*** Opening TASK INPUT ***
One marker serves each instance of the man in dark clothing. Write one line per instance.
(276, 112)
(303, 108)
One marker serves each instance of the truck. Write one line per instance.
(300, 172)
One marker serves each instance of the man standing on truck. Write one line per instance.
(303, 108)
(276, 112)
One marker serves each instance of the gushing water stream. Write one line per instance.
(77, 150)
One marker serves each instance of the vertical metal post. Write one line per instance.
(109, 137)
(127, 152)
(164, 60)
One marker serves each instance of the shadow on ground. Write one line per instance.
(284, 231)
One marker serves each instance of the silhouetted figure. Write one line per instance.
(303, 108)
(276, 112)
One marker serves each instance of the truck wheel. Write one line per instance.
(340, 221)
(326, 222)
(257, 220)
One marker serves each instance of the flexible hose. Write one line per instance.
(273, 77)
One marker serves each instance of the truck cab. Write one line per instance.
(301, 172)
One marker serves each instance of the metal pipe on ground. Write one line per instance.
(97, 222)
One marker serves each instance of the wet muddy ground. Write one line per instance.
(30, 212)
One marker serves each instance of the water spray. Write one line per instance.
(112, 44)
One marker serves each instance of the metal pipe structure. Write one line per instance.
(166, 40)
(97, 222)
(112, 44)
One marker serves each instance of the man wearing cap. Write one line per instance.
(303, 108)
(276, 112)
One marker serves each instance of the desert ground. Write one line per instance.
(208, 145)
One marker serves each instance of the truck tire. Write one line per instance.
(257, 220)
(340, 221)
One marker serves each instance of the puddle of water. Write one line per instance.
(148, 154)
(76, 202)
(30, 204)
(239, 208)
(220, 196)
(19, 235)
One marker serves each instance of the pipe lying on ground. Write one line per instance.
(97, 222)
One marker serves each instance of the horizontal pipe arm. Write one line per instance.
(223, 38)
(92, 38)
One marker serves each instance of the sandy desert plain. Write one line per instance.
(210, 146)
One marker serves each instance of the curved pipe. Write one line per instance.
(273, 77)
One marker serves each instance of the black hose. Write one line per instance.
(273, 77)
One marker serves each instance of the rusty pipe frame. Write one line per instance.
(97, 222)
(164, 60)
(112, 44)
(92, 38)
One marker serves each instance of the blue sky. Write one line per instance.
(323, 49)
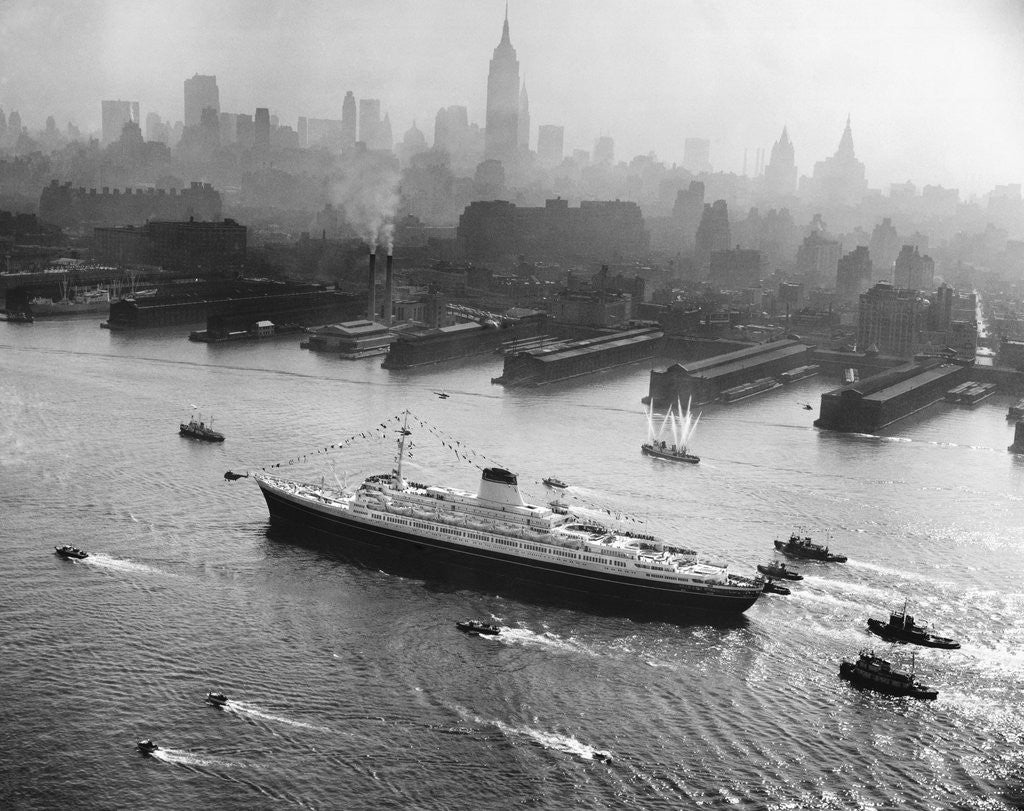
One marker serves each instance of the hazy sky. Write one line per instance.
(935, 88)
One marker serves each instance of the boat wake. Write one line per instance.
(120, 564)
(183, 758)
(252, 711)
(546, 739)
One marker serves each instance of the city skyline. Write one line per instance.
(932, 95)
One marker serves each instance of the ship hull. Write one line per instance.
(492, 570)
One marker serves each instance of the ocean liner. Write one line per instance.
(496, 534)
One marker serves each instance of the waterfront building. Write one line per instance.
(502, 128)
(213, 248)
(115, 115)
(890, 319)
(69, 207)
(705, 380)
(597, 229)
(875, 401)
(911, 270)
(550, 144)
(780, 173)
(853, 274)
(201, 92)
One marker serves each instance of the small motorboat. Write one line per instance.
(779, 571)
(807, 549)
(478, 628)
(902, 628)
(68, 551)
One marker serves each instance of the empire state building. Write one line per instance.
(501, 134)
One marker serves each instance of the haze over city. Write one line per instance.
(932, 88)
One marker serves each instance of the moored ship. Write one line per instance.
(499, 538)
(197, 429)
(877, 674)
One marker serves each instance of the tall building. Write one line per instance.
(261, 133)
(201, 92)
(713, 233)
(245, 130)
(817, 257)
(370, 122)
(853, 274)
(604, 151)
(502, 128)
(115, 116)
(780, 173)
(840, 179)
(913, 271)
(348, 121)
(884, 247)
(550, 144)
(522, 137)
(696, 155)
(890, 319)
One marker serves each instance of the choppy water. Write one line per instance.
(351, 688)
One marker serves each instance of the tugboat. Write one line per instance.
(197, 429)
(773, 588)
(805, 548)
(68, 551)
(901, 628)
(877, 674)
(778, 570)
(478, 628)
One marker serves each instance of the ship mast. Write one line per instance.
(396, 480)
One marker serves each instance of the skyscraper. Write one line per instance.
(201, 92)
(348, 121)
(780, 174)
(502, 129)
(115, 116)
(696, 155)
(550, 144)
(370, 121)
(523, 134)
(261, 135)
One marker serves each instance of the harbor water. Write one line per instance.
(350, 687)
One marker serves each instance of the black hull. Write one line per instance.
(857, 679)
(897, 635)
(494, 571)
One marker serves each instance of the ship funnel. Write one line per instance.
(500, 486)
(387, 289)
(371, 284)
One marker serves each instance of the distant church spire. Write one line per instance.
(846, 142)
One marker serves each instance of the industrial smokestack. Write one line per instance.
(371, 303)
(387, 290)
*** Closing TASK INPUT ***
Go through the data and return every word of it verbatim, leaving out the pictures.

WRITTEN SOLUTION —
One marker serves each instance of the man in dark clothing. Write one line per instance.
(276, 112)
(303, 108)
One marker serves each instance of the truck. Write one line per instance.
(300, 172)
One marker serves each instance of the man standing on truck. Write one line per instance.
(303, 108)
(276, 112)
One marker serves each instance of the gushing water stream. Write one line per instance.
(77, 150)
One marker serves each instance of the vertical metal post. Write one line per instance.
(109, 137)
(127, 152)
(164, 60)
One marker serves each instance of the shadow on ground. Write one line per instance.
(284, 231)
One marker serves each instance of the silhouetted figure. Write one line per instance.
(303, 108)
(276, 112)
One marker serves each instance of the truck wheel. Write one line per instance.
(340, 221)
(326, 222)
(257, 220)
One marker serves each instance of the flexible hose. Write one line per instance.
(273, 77)
One marker serves each instance of the truck cab. Write one line per instance.
(301, 172)
One marker serves each instance of the metal pipe on ground. Write one line per instance.
(97, 222)
One marker serves each instance of the wet muddy ground. Write one line per instance.
(30, 212)
One marker serves each instance of the water spray. Write one line per instance.
(112, 44)
One marker serves each instance of the metal pipe structure. Write one line per instance.
(166, 40)
(97, 222)
(112, 44)
One marker serves each instance of the man wearing cap. Write one line per instance.
(303, 108)
(276, 112)
One marker serves each instance of the desert ground. Write one line per instance.
(208, 145)
One marker serves each instance of the truck tire. Write one line per instance.
(257, 220)
(340, 221)
One marker serves each instance of the puddle of water. Write one line per instance.
(148, 154)
(76, 202)
(30, 204)
(239, 208)
(220, 196)
(19, 235)
One marker serves each instance of the pipe lying on ground. Write one line per instance.
(97, 222)
One marker serves each instance of the horizontal pipe arm. Write one line per instance.
(223, 38)
(92, 38)
One marker serves each instance of the sandy desert plain. Write one line per instance.
(210, 146)
One marker serves each instance of the curved pipe. Write one line per instance.
(273, 77)
One marker serves each instance of the black hose. Write one line per instance.
(273, 77)
One marker serves each instance of the rusty pipe frame. Write one line per instance.
(97, 222)
(164, 60)
(112, 44)
(92, 38)
One marker serves each instance of the blue sky. Write one line per instance.
(323, 49)
One marker serves each instance of the hazy sky. Write one line per instance.
(935, 88)
One marker serves each instance of the boat wake. Write one line per instance.
(120, 564)
(183, 758)
(252, 711)
(546, 739)
One marker serves each instance of the city skyline. Write one line per instance.
(932, 95)
One marker serves each instance of the ship hull. Write one line per instance.
(492, 570)
One marker serves each instance of the ocean liner. Write one line per instance.
(496, 534)
One marker serves each instance of the waterfront building. Write one line per instance.
(502, 128)
(213, 248)
(115, 115)
(890, 319)
(69, 207)
(705, 380)
(597, 229)
(875, 401)
(911, 270)
(550, 144)
(780, 173)
(853, 274)
(201, 92)
One marker serves each instance of the small motorboat. Write one line per instance.
(779, 571)
(807, 549)
(478, 628)
(902, 628)
(68, 551)
One marker serves each instance of the empire state building. Write one line per instance.
(501, 134)
One marker serves each instance of the haze over city. Write one line per instance.
(932, 88)
One marker serves each instance of the moored ship. Write one line per instance.
(499, 538)
(197, 429)
(877, 674)
One marker serves each instance of the tall building. Write one line per instance.
(261, 133)
(201, 92)
(713, 233)
(245, 130)
(817, 257)
(370, 122)
(853, 274)
(604, 151)
(502, 128)
(115, 116)
(780, 173)
(840, 179)
(913, 271)
(348, 121)
(884, 247)
(550, 144)
(522, 137)
(696, 155)
(890, 319)
One marker serves each instance of the choppy water. Write one line per instance.
(351, 688)
One marker serves each instance of the tugboat. Write one line per instance.
(197, 429)
(773, 588)
(805, 548)
(68, 551)
(901, 628)
(877, 674)
(778, 570)
(478, 628)
One marker serves each instance of the ship mast. Write one line per instance.
(396, 480)
One marker serves each instance of the skyscraper. Write one line per instance.
(201, 92)
(348, 121)
(780, 174)
(502, 129)
(115, 116)
(696, 155)
(550, 144)
(370, 121)
(523, 134)
(261, 135)
One marker serves each instance of the harbor water. Write one line per instance.
(350, 687)
One marker serves each instance of the black hull. Write one line per instance.
(857, 679)
(897, 635)
(494, 571)
One marker serves each instance of the ship funnel. Write one line per instance.
(500, 486)
(387, 289)
(371, 284)
One marker serves each instance of the distant church spire. Write one line per instance.
(846, 142)
One marker serves each instance of the industrial smokestack. Write one line per instance.
(371, 303)
(387, 290)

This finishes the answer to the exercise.